» Document
Le père Joseph Wresinski (1917 – 1988)


Le père Wresinsky a bien connu notre pays et ses habitants . Son action et son message sont des exemples pour nous tous et chacun ici appuie la demande de béatification en cours !

De père polonais, avec passeport allemand, et de mère espagnole, le père Joseph Wresinski est né à Angers, dans un centre d'internement pour étrangers.

Au début de la Première Guerre mondiale, le couple Wresinski est interné avec leur premier enfant, Louis, d'abord au fort de Saumur, puis dans les locaux de l'ancien grand séminaire d'Angers, l'abbaye Saint-Serge, transformée en camp d'internement pour les étrangers suspects de collaboration avec l'ennemi. Sophie, le deuxième enfant du couple, y meurt en bas âge.

» Tâches à réaliser
1. Reformulez sous forme de liste le paragraphe du texte sur le père Joseph Wresinski qui commence par « Au début de la Première Guerre mondiale », en conservant ses faits principaux.
2. Reproduisez le passage du texte sur le père Joseph Wresinski qui s'ouvre sur les mots contenant « Au début de » et se termine par « en bas âge. ».
3. Poursuivez le texte sur le père Joseph Wresinski après sa dernière phrase.

» Entrées affichées
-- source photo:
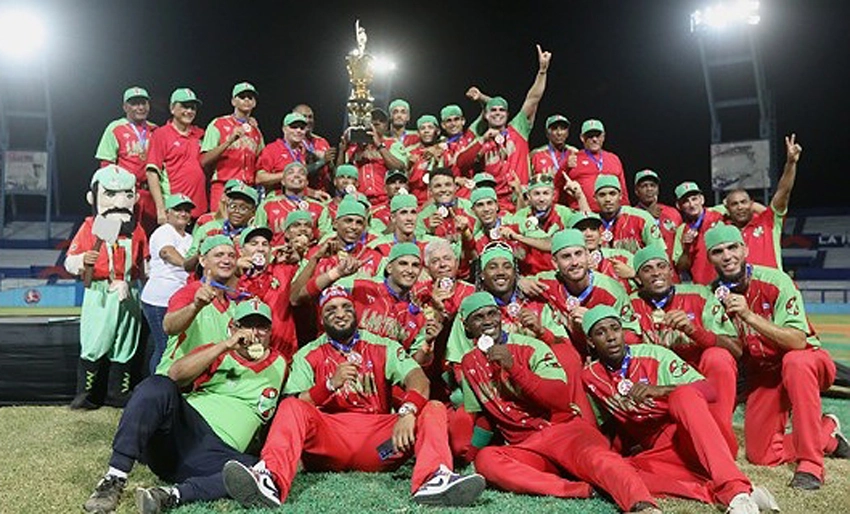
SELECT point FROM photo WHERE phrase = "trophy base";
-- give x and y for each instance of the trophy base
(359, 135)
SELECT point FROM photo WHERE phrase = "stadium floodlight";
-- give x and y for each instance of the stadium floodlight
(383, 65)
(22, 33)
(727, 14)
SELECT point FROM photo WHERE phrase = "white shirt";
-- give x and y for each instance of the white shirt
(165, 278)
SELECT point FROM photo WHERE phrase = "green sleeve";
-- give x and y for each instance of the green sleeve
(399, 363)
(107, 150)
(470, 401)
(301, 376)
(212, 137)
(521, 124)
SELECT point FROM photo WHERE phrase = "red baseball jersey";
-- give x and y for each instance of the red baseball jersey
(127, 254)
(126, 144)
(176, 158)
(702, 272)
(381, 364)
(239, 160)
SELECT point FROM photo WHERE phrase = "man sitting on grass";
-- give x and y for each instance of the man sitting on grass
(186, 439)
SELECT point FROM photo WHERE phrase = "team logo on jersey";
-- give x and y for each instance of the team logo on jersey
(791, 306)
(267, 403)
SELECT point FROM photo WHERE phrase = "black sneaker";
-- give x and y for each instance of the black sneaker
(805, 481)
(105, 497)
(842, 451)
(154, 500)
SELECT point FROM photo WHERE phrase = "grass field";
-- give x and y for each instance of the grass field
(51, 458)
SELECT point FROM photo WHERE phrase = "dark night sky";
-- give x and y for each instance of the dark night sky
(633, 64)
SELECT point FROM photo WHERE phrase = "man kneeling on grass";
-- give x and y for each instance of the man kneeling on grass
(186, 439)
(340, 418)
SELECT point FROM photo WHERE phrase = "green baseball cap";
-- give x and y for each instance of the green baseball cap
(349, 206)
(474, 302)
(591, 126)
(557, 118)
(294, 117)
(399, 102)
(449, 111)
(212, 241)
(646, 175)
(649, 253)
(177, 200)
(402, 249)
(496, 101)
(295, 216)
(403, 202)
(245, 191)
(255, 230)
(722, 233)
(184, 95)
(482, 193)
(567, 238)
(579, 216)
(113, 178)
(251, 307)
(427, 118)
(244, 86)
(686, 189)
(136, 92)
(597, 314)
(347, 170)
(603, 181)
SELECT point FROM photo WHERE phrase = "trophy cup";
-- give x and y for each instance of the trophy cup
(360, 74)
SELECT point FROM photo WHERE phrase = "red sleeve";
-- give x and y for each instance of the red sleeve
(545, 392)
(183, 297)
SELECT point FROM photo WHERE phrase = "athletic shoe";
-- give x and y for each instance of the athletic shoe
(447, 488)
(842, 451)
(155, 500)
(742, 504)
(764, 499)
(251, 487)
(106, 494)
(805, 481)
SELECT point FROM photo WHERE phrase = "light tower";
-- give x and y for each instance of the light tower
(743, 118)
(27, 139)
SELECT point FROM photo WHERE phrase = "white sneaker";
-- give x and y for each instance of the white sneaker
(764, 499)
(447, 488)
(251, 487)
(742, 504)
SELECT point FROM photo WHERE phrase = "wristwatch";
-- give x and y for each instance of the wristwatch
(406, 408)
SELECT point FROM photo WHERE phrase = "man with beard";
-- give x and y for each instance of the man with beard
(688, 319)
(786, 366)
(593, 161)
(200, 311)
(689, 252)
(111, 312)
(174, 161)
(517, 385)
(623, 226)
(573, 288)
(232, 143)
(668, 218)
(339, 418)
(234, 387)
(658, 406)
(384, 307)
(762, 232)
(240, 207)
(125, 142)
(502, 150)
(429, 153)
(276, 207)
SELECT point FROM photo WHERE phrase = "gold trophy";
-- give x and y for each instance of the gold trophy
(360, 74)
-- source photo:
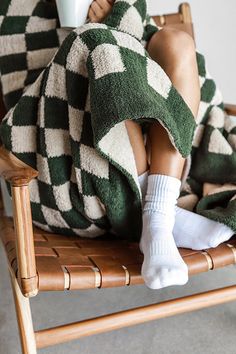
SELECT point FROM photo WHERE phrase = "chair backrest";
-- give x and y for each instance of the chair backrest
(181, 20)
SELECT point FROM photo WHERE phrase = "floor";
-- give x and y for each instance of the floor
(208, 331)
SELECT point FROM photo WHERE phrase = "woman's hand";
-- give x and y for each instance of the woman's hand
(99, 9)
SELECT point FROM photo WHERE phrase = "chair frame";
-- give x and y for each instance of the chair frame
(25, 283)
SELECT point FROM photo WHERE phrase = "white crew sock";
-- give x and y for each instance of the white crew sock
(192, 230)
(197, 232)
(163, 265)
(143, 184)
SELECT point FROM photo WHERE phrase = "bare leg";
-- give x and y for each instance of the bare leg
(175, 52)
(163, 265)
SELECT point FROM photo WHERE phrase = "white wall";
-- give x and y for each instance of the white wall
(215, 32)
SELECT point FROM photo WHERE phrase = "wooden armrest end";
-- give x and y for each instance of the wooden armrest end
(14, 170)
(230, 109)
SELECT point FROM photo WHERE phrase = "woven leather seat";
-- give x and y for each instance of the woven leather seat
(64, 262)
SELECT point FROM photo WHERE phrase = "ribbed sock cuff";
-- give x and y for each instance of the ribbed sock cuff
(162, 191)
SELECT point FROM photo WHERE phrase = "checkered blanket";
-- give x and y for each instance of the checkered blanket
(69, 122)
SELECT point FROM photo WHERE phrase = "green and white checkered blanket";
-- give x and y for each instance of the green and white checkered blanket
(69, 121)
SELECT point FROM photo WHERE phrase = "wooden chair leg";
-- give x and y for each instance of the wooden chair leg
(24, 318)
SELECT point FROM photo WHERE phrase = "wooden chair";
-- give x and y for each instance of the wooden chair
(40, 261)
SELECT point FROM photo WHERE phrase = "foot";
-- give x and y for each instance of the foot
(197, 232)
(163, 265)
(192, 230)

» Les réponses
1.
- Au début de la Première Guerre mondiale, le couple Wresinski est interné avec son premier enfant, Louis.
- Il l'est d'abord au fort de Saumur, puis à l'abbaye Saint-Serge, ancien grand séminaire d'Angers transformé en camp d'internement pour les étrangers suspects de collaboration avec l'ennemi.
- Sophie, le deuxième enfant du couple, y meurt en bas âge.

2.
Au début de la Première Guerre mondiale, le couple Wresinski est interné avec leur premier enfant, Louis, d'abord au fort de Saumur, puis dans les locaux de l'ancien grand séminaire d'Angers, l'abbaye Saint-Serge, transformée en camp d'internement pour les étrangers suspects de collaboration avec l'ennemi. Sophie, le deuxième enfant du couple, y meurt en bas âge.

3.
Joseph est donc né dans une famille très pauvre. À l'issue de la guerre, celle-ci trouve refuge dans une vieille forge désaffectée, rue Saint-Jacques à Angers. Dès son jeune âge, Joseph est amené à subvenir aux besoins de la famille en gardant une chèvre, puis en servant la messe chez les religieuses du Bon Pasteur, en échange d'un bol de lait et de deux sous. « Ce sont les deux sous qui m'ont décidé », dira-t-il plus tard. À l'âge de 13 ans, il est embauché comme apprenti boulanger.

Son enfance est marquée par une grande précarité. Jeune apprenti à Nantes, il découvre l'injustice autour de lui et ne peut l'accepter. Des amis l'entraînent à rejoindre la JOC (Jeunesse Ouvrière Chrétienne). Il a tout juste 17 ans et cet engagement confirme son envie de devenir prêtre pour défendre les pauvres.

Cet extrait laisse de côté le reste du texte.